- Task instructions:
Once the line containing "Can you find the white storage" is found in the entries below, restate it and each following line word for word, stopping after the line containing "Can you find the white jersey".

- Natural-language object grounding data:
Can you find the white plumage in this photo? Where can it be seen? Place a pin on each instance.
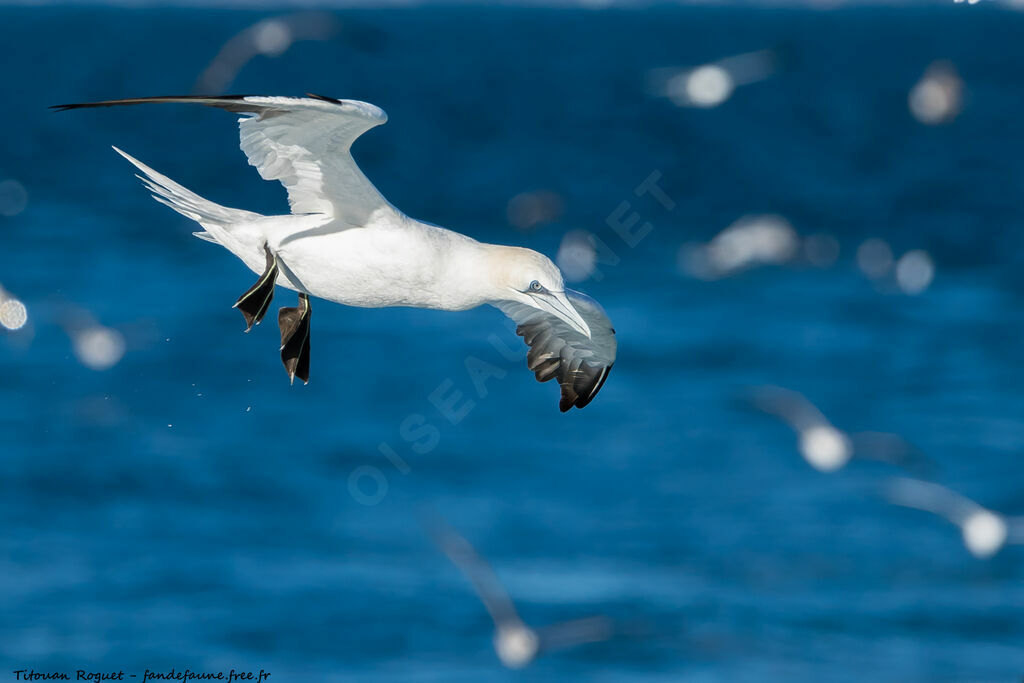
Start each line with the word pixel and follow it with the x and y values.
pixel 345 243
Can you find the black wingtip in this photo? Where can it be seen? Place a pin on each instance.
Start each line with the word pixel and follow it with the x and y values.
pixel 325 98
pixel 143 100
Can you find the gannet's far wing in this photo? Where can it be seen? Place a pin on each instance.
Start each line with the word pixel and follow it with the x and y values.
pixel 482 578
pixel 558 351
pixel 303 142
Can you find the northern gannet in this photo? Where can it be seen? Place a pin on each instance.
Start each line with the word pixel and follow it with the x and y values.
pixel 516 644
pixel 345 243
pixel 984 531
pixel 826 447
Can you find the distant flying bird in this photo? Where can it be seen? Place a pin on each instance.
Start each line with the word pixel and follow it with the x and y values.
pixel 345 243
pixel 515 643
pixel 826 447
pixel 984 531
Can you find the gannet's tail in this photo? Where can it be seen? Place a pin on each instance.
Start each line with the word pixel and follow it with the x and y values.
pixel 215 218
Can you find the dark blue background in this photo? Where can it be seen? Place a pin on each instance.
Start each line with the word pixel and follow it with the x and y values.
pixel 187 508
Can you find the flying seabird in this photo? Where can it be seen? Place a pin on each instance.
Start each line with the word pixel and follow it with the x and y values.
pixel 345 243
pixel 984 531
pixel 515 643
pixel 826 447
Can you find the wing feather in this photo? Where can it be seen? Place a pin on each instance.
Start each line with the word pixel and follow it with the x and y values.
pixel 304 142
pixel 558 351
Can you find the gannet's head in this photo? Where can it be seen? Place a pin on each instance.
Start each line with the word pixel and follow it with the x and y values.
pixel 516 644
pixel 529 278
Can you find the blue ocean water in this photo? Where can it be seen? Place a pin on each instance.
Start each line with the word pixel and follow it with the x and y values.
pixel 187 508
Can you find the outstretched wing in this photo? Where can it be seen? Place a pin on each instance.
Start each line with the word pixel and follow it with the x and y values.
pixel 303 142
pixel 558 351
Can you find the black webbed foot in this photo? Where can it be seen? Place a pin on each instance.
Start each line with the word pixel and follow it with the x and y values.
pixel 295 339
pixel 256 301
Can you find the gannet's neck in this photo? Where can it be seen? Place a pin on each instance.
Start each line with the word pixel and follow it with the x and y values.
pixel 477 273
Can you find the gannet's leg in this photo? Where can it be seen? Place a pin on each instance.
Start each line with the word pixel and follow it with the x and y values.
pixel 256 301
pixel 295 339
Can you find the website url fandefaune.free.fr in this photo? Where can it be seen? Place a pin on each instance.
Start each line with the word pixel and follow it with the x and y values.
pixel 147 675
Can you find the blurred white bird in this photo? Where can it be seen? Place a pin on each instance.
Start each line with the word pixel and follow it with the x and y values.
pixel 515 643
pixel 345 243
pixel 823 445
pixel 984 531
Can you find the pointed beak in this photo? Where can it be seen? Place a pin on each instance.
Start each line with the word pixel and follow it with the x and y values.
pixel 558 305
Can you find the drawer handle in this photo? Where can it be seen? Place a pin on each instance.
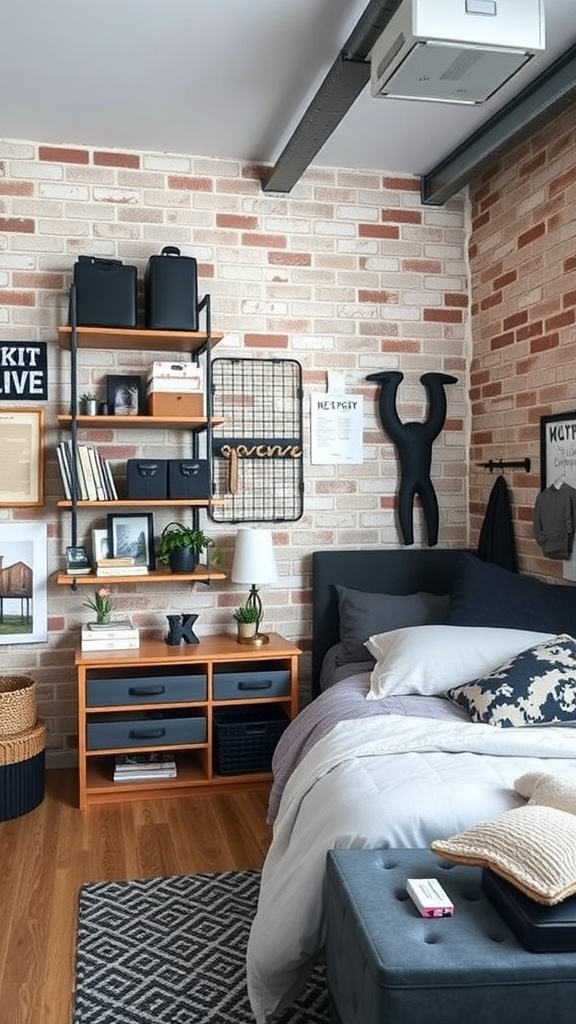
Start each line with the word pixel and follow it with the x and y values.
pixel 146 691
pixel 147 733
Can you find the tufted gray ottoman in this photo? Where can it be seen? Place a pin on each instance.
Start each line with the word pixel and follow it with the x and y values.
pixel 386 965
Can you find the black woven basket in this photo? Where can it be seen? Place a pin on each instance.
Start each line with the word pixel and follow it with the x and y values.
pixel 245 738
pixel 22 772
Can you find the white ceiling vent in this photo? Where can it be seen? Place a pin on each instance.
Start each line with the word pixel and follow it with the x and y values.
pixel 455 51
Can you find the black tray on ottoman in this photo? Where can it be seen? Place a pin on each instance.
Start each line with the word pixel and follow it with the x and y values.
pixel 540 929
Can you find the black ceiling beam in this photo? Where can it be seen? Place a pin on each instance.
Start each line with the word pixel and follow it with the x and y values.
pixel 343 83
pixel 536 105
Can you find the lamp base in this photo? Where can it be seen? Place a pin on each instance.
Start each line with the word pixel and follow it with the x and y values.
pixel 257 640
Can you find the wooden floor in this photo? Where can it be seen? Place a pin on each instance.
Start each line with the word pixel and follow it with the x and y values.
pixel 47 854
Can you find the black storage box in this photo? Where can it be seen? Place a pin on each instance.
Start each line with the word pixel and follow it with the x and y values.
pixel 188 478
pixel 171 292
pixel 147 478
pixel 540 929
pixel 245 738
pixel 106 292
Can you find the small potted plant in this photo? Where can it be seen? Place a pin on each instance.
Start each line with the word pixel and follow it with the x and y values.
pixel 247 621
pixel 180 546
pixel 101 604
pixel 89 403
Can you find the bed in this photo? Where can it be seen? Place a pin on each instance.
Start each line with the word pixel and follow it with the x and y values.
pixel 382 757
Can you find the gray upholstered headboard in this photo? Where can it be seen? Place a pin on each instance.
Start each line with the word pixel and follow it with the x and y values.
pixel 375 571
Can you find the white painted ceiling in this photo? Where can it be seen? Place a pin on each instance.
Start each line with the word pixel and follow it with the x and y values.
pixel 217 78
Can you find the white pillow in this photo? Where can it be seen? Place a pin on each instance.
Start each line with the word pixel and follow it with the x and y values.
pixel 428 659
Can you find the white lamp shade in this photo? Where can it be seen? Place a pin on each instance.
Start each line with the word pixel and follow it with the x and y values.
pixel 253 557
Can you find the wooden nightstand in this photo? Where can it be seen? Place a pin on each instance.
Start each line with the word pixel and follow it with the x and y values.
pixel 217 706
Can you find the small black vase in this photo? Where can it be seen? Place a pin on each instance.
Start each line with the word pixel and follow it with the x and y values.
pixel 182 560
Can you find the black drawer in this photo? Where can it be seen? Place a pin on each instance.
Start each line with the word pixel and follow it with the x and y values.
pixel 126 729
pixel 261 681
pixel 108 691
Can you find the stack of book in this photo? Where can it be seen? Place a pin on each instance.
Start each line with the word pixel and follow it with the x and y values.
pixel 140 767
pixel 120 566
pixel 88 476
pixel 120 635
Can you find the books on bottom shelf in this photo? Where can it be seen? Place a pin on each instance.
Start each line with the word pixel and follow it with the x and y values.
pixel 138 767
pixel 112 568
pixel 110 636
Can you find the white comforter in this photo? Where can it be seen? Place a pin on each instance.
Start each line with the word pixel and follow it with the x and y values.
pixel 384 782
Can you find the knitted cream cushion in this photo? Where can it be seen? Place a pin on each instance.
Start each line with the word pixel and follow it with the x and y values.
pixel 533 847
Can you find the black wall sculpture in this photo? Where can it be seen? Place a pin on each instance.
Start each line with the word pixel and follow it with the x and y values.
pixel 413 442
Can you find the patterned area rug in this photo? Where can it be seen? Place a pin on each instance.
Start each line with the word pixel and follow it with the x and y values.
pixel 172 951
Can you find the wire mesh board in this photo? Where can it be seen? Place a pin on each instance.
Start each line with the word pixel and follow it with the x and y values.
pixel 257 465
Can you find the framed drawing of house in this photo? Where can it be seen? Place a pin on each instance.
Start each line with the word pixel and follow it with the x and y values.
pixel 23 583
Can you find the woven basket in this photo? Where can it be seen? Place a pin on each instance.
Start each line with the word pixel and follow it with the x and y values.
pixel 28 744
pixel 17 705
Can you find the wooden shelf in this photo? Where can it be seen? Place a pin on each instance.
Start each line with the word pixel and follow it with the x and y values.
pixel 136 338
pixel 155 576
pixel 139 422
pixel 126 503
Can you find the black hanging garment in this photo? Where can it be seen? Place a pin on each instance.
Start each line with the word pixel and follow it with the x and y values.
pixel 496 543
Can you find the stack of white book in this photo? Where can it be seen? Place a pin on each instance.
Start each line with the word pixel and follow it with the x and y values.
pixel 124 565
pixel 140 767
pixel 120 635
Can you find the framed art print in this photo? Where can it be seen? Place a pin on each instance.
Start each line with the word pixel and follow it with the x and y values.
pixel 22 457
pixel 124 394
pixel 131 535
pixel 558 450
pixel 24 615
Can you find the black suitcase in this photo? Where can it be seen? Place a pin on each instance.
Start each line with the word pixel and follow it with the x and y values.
pixel 171 292
pixel 188 478
pixel 147 478
pixel 106 292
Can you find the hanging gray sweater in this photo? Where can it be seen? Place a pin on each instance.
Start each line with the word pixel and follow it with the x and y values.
pixel 554 519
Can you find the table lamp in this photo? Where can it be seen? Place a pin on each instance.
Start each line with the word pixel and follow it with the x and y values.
pixel 254 563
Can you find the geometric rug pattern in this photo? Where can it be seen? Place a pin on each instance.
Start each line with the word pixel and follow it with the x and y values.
pixel 173 951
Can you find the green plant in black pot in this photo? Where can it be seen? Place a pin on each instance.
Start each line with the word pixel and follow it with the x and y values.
pixel 180 547
pixel 246 613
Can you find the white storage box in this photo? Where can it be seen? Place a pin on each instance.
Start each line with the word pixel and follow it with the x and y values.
pixel 164 376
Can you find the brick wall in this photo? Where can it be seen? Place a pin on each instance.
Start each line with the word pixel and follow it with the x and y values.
pixel 523 271
pixel 347 272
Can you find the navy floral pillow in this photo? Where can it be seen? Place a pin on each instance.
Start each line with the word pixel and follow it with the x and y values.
pixel 536 687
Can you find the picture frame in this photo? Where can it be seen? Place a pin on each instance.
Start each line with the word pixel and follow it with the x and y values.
pixel 124 394
pixel 558 450
pixel 77 561
pixel 24 578
pixel 131 534
pixel 22 457
pixel 100 545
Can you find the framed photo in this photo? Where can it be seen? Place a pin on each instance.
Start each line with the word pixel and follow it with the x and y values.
pixel 124 395
pixel 100 547
pixel 77 561
pixel 558 450
pixel 22 457
pixel 24 574
pixel 131 535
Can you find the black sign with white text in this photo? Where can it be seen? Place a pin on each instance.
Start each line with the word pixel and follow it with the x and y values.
pixel 24 371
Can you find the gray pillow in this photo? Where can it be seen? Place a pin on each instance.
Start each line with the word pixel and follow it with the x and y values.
pixel 364 614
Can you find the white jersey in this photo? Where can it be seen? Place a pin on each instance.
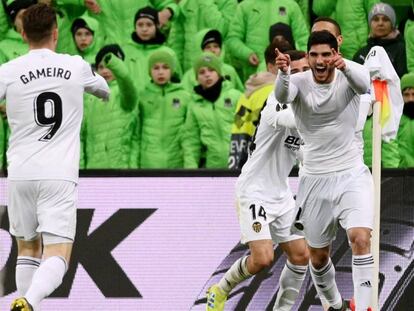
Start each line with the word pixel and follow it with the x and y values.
pixel 265 174
pixel 44 102
pixel 326 116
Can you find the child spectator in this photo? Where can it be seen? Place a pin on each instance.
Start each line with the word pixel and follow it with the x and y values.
pixel 248 34
pixel 85 31
pixel 13 45
pixel 210 40
pixel 194 16
pixel 351 15
pixel 109 131
pixel 208 126
pixel 406 131
pixel 384 33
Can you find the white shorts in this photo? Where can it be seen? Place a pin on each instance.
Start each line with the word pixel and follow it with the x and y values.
pixel 263 221
pixel 42 206
pixel 324 201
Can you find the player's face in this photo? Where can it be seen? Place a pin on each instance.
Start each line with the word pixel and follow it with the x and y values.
pixel 145 29
pixel 18 22
pixel 161 73
pixel 207 77
pixel 380 26
pixel 408 95
pixel 319 56
pixel 213 47
pixel 105 73
pixel 327 26
pixel 300 65
pixel 83 38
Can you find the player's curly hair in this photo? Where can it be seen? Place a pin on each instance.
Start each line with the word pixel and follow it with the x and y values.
pixel 39 21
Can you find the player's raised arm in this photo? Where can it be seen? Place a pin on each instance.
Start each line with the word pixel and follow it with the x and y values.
pixel 94 83
pixel 284 92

- Output of the task:
Can you find the white storage box in this photo? Where can it be seen? Place a pin on each instance.
Start each line with the word pixel and follow it with the x and y values.
pixel 164 376
Can you find the brick wall in this photo? Where can it be seen? Place a pin on each instance.
Start each line with the word pixel and follow it with the x and y values.
pixel 523 271
pixel 347 272
Can you find the navy floral pillow in this photo? Where can it be seen? Place a pin on each instance.
Start each line with the word pixel and follow it with the x and y values.
pixel 536 687
Can you find the picture frame in this photo? Where can it be seen? Place a pin on each instance.
Start each line with the word pixel and follow it with the x and y values.
pixel 124 394
pixel 558 450
pixel 77 561
pixel 24 578
pixel 131 534
pixel 22 457
pixel 100 545
Can you find the framed photo in this photo? Where can it be seen? Place a pin on each instance.
Start each line with the word pixel and follow it with the x and y values.
pixel 124 395
pixel 100 547
pixel 77 561
pixel 558 450
pixel 22 457
pixel 24 574
pixel 131 535
Can you find the black sign with white text in this photo? Where can it be seen? Place a pin on each instance.
Start each line with the word pixel and follow it with the x and y values.
pixel 24 371
Can you find the gray pillow in this photo? Where can it be seen? Place a pin on each instance.
Start each line with the word pixel and follow it with the x and y values.
pixel 364 614
Can you find the white jersey in this photo? Where can it be seen? Place a pin on each instance.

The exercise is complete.